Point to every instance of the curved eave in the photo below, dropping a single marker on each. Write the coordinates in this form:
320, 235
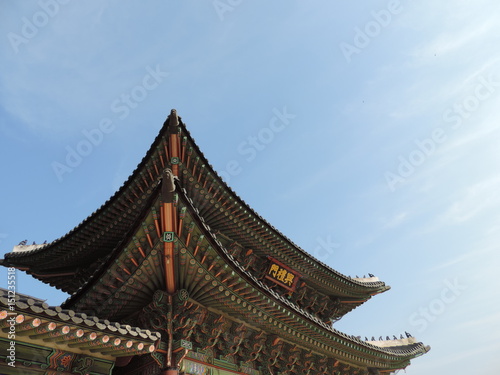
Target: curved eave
290, 315
37, 322
305, 261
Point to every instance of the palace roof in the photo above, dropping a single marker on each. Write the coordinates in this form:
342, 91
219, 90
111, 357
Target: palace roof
219, 256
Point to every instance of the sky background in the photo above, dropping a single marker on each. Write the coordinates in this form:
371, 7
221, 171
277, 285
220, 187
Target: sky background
385, 159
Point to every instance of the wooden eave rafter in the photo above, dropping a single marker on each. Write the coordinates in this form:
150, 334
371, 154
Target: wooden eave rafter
238, 293
37, 323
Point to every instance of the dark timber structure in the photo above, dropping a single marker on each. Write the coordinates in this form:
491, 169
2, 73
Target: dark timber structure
212, 287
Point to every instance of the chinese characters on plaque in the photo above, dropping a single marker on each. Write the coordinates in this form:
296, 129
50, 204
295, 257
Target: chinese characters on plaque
281, 274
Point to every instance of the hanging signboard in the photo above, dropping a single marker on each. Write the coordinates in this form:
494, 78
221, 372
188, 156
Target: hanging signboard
281, 274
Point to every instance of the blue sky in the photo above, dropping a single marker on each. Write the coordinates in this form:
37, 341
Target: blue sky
366, 133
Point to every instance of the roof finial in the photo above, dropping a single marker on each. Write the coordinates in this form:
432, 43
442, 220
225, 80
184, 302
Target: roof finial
173, 119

[AIM]
Rescale the lines starting at the one that contains "Point to every instance of the chinese" and ending with the last line, repeating all of them with their requests included. Multiply each answer coordinate by 2.6 and round to whole numbers, halves up; nothing else changes.

[ANSWER FOR THE TASK]
Point to every instance of the chinese characters on plaque in the photo above, dropping a single marker on each. Write the coordinates in this form:
296, 129
50, 204
295, 257
Target: chinese characters on plaque
731, 712
Point to every instance of the hanging signboard in the photo above, dropping a single marker on each. Write the coordinates in this form:
494, 78
221, 372
188, 156
Target: hanging signboard
731, 712
Point to every instance of the blue sky in the photo above, dropping a single marker on each. Write the coordinates in this form:
37, 341
Target: blue sky
952, 346
Point to every instance of the roof finial in the photo above, dropping a single marker on each. Write the coordinates in this form:
432, 43
442, 220
225, 80
184, 302
Target: roof finial
450, 309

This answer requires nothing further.